▸ What to work on
A) Answer these from the essay on studying theatre during the pandemic:
(i) What did the writer consider in darker moments this summer?
(ii) What did the school's theatre program cancel?
(iii) What was the third night of virtual teach-ins dedicated to?
B) Resume the essay on studying theatre during the pandemic, starting right after its last sentence.

▸ Passage
********************

We are lucky in that our entire field of study revolves around empathy, collaboration, love, support, and creativity.
For the past six months, it's been tempting to look around at the world and want to scream in frustration. Every theatre artist I know-no matter what age, identity, level of experience, or level of education-feels some degree of artistic and economic suffocation due to the pandemic. While some industries are granted permission to open up and function again, ours remains unsafe. No live theatre artist can continue to do what they've done before. Our summers have been spent largely in mourning. I know, personally, I've had the thought over and over again: why me? Why did I have to choose this thing to love? Why did I commit myself to theatre (and a theatrical education) when now the entire industry's stopped in its tracks? In my darker moments this summer, I've considered an alternate career path or choosing a different major to study in college. It just feels like the wrong time to be studying theatre. I look at my classmates who graduated with their theatre degrees in 2018, 2019, and even spring 2020, and my head pounds with envy. I've felt downright unlucky to have chosen this particular career at this particular time in the world.
But then I started the semester. It was a semester I dreaded, because I thought the idea of coming back to a fully-online theatre curriculum would depress the life out of me. I feared the lack of education in virtual theatre amongst both the students and the faculty in my program, and truly I feared wasting my time with my education. If I'm not learning how to create live theatre, then what am I doing as a theatre directing major this semester? Turns out: a lot.
My school's theatre program cancelled its first week of classes, and instead, invited every theatre major in the program to attend three nights of virtual teach-ins. The first night of programming was community based, light-hearted, and low-pressure. Student directors spoke about their plans for virtual productions, and we were sorted into mini-conferences with smaller groups to play virtual Just Dance and virtual Scattergories with all of our professors. The second night of programming was more focused on the concept of virtual theatre and what it could be, and we viewed a piece of virtual theatre together and then talked with the piece's creators. The third night was entirely dedicated to mental health, which included an enlightening discussion about the initiative to combat racial injustice through theatre and a forum for students to voice their concerns about injustice within the theatre program. We ended the night by all holding photos up to our cameras, showing a picture of the person we plan to dedicate our work to for the following academic year. We each lit a candle in our Zoom boxes, and gave each other a group-scream and group-hug through the video conference. It was oddly cathartic. It was the closest thing I've felt to being in a room of people since March. For a moment, I even forgot that we were in a pandemic. Staring at the 150 faces of my classmates on my computer screen, for a moment I believed I was with them. I felt their support. For a moment, I exhaled.

********************

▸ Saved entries
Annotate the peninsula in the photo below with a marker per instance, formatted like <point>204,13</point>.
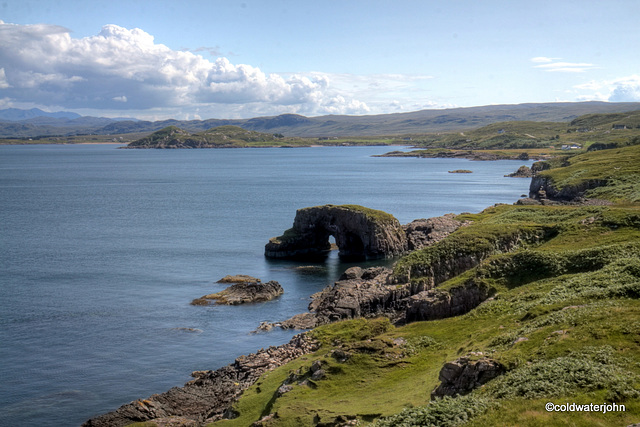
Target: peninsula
<point>519,306</point>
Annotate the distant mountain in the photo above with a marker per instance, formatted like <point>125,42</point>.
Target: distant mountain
<point>15,114</point>
<point>218,137</point>
<point>294,125</point>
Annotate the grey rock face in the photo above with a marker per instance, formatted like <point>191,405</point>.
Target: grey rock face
<point>360,233</point>
<point>462,376</point>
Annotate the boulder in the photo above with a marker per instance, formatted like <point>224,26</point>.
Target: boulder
<point>242,293</point>
<point>522,172</point>
<point>463,375</point>
<point>425,232</point>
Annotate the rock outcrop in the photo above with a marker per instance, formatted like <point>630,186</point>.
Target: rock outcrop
<point>543,188</point>
<point>463,375</point>
<point>522,172</point>
<point>360,233</point>
<point>209,396</point>
<point>425,232</point>
<point>242,293</point>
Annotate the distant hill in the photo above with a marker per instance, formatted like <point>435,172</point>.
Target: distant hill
<point>218,137</point>
<point>293,125</point>
<point>15,114</point>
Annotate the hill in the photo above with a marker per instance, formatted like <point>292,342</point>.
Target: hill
<point>219,137</point>
<point>524,309</point>
<point>419,122</point>
<point>558,323</point>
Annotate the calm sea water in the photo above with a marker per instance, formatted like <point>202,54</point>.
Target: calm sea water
<point>102,249</point>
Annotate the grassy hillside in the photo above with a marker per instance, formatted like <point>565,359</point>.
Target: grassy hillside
<point>219,137</point>
<point>617,129</point>
<point>616,168</point>
<point>562,320</point>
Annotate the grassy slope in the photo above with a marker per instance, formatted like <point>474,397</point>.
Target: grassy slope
<point>619,167</point>
<point>564,320</point>
<point>582,330</point>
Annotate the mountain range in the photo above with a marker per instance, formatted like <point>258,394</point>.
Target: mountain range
<point>16,123</point>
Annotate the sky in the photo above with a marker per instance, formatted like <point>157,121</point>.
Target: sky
<point>200,59</point>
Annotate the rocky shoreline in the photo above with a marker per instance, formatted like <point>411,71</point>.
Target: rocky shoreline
<point>370,292</point>
<point>210,395</point>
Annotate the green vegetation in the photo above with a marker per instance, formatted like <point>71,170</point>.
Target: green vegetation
<point>538,139</point>
<point>219,137</point>
<point>618,168</point>
<point>562,320</point>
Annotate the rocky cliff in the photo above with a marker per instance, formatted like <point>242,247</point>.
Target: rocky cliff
<point>210,394</point>
<point>359,232</point>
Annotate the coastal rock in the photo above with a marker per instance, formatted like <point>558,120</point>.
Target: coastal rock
<point>425,232</point>
<point>439,304</point>
<point>463,375</point>
<point>359,232</point>
<point>209,396</point>
<point>522,172</point>
<point>239,278</point>
<point>242,293</point>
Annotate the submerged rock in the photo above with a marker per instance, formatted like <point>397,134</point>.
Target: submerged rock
<point>210,395</point>
<point>239,278</point>
<point>522,172</point>
<point>242,293</point>
<point>463,375</point>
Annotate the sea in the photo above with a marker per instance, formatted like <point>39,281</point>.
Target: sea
<point>102,249</point>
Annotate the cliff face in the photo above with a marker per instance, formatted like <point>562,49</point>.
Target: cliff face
<point>543,188</point>
<point>360,233</point>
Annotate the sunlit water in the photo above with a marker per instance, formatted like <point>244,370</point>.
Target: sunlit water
<point>102,250</point>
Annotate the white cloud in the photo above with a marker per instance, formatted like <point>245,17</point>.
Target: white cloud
<point>623,89</point>
<point>3,80</point>
<point>126,69</point>
<point>566,67</point>
<point>626,89</point>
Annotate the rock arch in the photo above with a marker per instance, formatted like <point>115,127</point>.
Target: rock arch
<point>360,233</point>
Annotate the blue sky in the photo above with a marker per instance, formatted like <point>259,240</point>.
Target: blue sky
<point>230,59</point>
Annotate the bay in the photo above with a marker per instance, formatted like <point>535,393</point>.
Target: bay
<point>103,249</point>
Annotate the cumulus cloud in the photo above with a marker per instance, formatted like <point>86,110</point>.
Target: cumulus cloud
<point>566,67</point>
<point>542,59</point>
<point>122,68</point>
<point>623,89</point>
<point>626,89</point>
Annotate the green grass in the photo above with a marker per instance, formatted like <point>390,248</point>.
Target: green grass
<point>563,320</point>
<point>618,168</point>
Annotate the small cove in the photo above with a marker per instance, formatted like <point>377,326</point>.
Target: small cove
<point>103,250</point>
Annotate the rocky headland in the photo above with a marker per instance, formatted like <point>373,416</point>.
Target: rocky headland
<point>360,233</point>
<point>451,268</point>
<point>209,396</point>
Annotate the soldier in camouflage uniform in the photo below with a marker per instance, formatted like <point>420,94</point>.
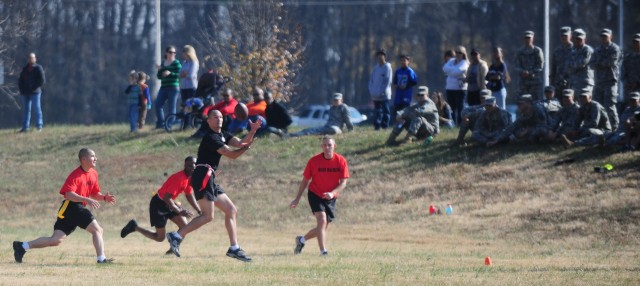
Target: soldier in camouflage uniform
<point>558,74</point>
<point>530,125</point>
<point>529,63</point>
<point>567,121</point>
<point>491,122</point>
<point>420,119</point>
<point>631,67</point>
<point>469,117</point>
<point>593,118</point>
<point>606,62</point>
<point>578,70</point>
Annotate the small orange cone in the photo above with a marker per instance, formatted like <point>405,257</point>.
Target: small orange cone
<point>487,261</point>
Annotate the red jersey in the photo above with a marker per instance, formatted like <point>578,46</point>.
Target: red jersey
<point>85,184</point>
<point>175,185</point>
<point>325,174</point>
<point>257,108</point>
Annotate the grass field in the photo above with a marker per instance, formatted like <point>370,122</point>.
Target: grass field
<point>541,224</point>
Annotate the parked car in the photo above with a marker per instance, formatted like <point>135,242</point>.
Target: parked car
<point>317,115</point>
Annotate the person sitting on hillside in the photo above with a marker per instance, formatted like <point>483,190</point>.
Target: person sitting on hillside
<point>339,116</point>
<point>530,125</point>
<point>278,118</point>
<point>491,122</point>
<point>469,117</point>
<point>420,120</point>
<point>593,117</point>
<point>567,121</point>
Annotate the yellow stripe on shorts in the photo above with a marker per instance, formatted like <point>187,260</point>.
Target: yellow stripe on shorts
<point>63,208</point>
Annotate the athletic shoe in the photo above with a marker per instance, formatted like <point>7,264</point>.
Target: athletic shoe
<point>106,260</point>
<point>174,243</point>
<point>18,251</point>
<point>129,228</point>
<point>238,254</point>
<point>299,245</point>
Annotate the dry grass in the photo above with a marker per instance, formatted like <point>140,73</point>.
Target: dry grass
<point>540,223</point>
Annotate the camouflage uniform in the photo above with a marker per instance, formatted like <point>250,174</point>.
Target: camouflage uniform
<point>490,125</point>
<point>567,121</point>
<point>606,61</point>
<point>534,125</point>
<point>558,76</point>
<point>631,71</point>
<point>578,70</point>
<point>531,60</point>
<point>420,120</point>
<point>594,120</point>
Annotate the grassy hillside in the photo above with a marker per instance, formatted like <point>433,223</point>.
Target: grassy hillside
<point>539,222</point>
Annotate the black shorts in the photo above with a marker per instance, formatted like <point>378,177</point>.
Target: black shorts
<point>319,204</point>
<point>159,212</point>
<point>72,215</point>
<point>211,190</point>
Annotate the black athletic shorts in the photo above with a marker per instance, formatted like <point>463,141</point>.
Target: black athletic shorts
<point>159,212</point>
<point>211,190</point>
<point>72,215</point>
<point>319,204</point>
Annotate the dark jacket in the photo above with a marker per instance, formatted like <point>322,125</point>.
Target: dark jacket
<point>31,79</point>
<point>277,115</point>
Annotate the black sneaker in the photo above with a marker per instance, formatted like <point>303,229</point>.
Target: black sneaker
<point>299,245</point>
<point>238,254</point>
<point>106,260</point>
<point>18,251</point>
<point>129,228</point>
<point>174,243</point>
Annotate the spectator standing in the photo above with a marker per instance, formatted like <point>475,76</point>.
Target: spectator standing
<point>339,116</point>
<point>169,76</point>
<point>529,64</point>
<point>404,79</point>
<point>188,73</point>
<point>476,77</point>
<point>30,84</point>
<point>380,90</point>
<point>497,78</point>
<point>325,177</point>
<point>606,64</point>
<point>579,71</point>
<point>278,118</point>
<point>561,55</point>
<point>631,66</point>
<point>456,86</point>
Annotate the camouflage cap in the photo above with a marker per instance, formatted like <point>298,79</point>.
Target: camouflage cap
<point>579,33</point>
<point>525,98</point>
<point>485,93</point>
<point>567,92</point>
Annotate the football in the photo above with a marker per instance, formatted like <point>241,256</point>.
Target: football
<point>241,112</point>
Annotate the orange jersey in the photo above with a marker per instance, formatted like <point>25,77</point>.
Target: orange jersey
<point>85,184</point>
<point>175,185</point>
<point>257,108</point>
<point>325,175</point>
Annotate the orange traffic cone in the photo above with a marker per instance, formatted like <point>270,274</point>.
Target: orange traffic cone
<point>487,261</point>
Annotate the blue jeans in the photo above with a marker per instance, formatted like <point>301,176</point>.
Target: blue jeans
<point>133,117</point>
<point>382,114</point>
<point>169,95</point>
<point>29,101</point>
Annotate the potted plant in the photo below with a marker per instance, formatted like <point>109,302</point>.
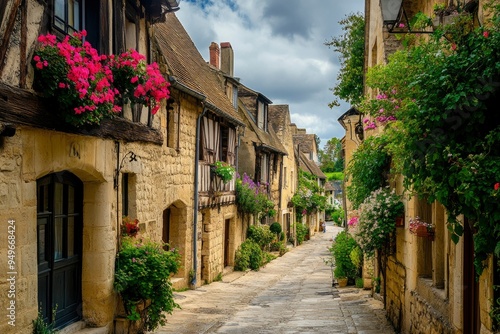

********************

▸ Answers for this exercise
A)
(i) An alternate career path or choosing a different major to study in college.
(ii) Its first week of classes.
(iii) Mental health.

B)
We are not lucky to be theatre artists at this current moment in time in many ways. Our industry is halted in a way more severe and sustained than most other fields of study. Our employment, which was already difficult to sustain, has become seemingly hopeless. But what we are extremely lucky to have is a community-based network of fellow theatre artists. We are lucky in that our entire field of study revolves around empathy, collaboration, love, support, and creativity. During my first week of "theatre classes," I didn't learn any new technical skills. I didn't learn how to direct better, and I didn't study any new lighting equipment or discover a new acting technique. But what I did receive from my program was a warmth, a love, a light, and a connectedness that I sorely lacked through the entirety of summer. Theatre educators are endowed with the empathy to know it is a necessary component of education to simply offer their students love. When our professors played virtual Scattergories with us, it was about more than just the word game. It was a radical statement of, "I am here for you. There are no hierarchies anymore. We are all feeling the same kind of pain, and we are all artists together. We will persevere together." Theatre education doesn't necessarily always need to be flashcards and tests. Sometimes, the greatest lesson we can take is learning to build emotional strength and unite with our fellow collaborators in a shared experience. Building trust, vulnerability, and openness about what we are feeling is a keystone piece of the theatre major educational experience. My school's program was able to bring us back into this journey in a matter of days.
As artists, we are so lucky, because our education and our craft is synonymous with our own personal wellbeing and personal development. I don't think many other types of students could play Scattergories with their professors, and then genuinely feel as though they've gained a valuable experience for their education! But I really did. Learning to be a theatre artist teaches me, time and time again, how to trust those around me and how to offer love to those who need it most. Even though we can't make live theatre, the act of studying it in any way we can will soothe our souls during the trying months to come. I am very grateful for that. I am grateful to love theatre, and I am grateful for my program-even during an industry-halting pandemic.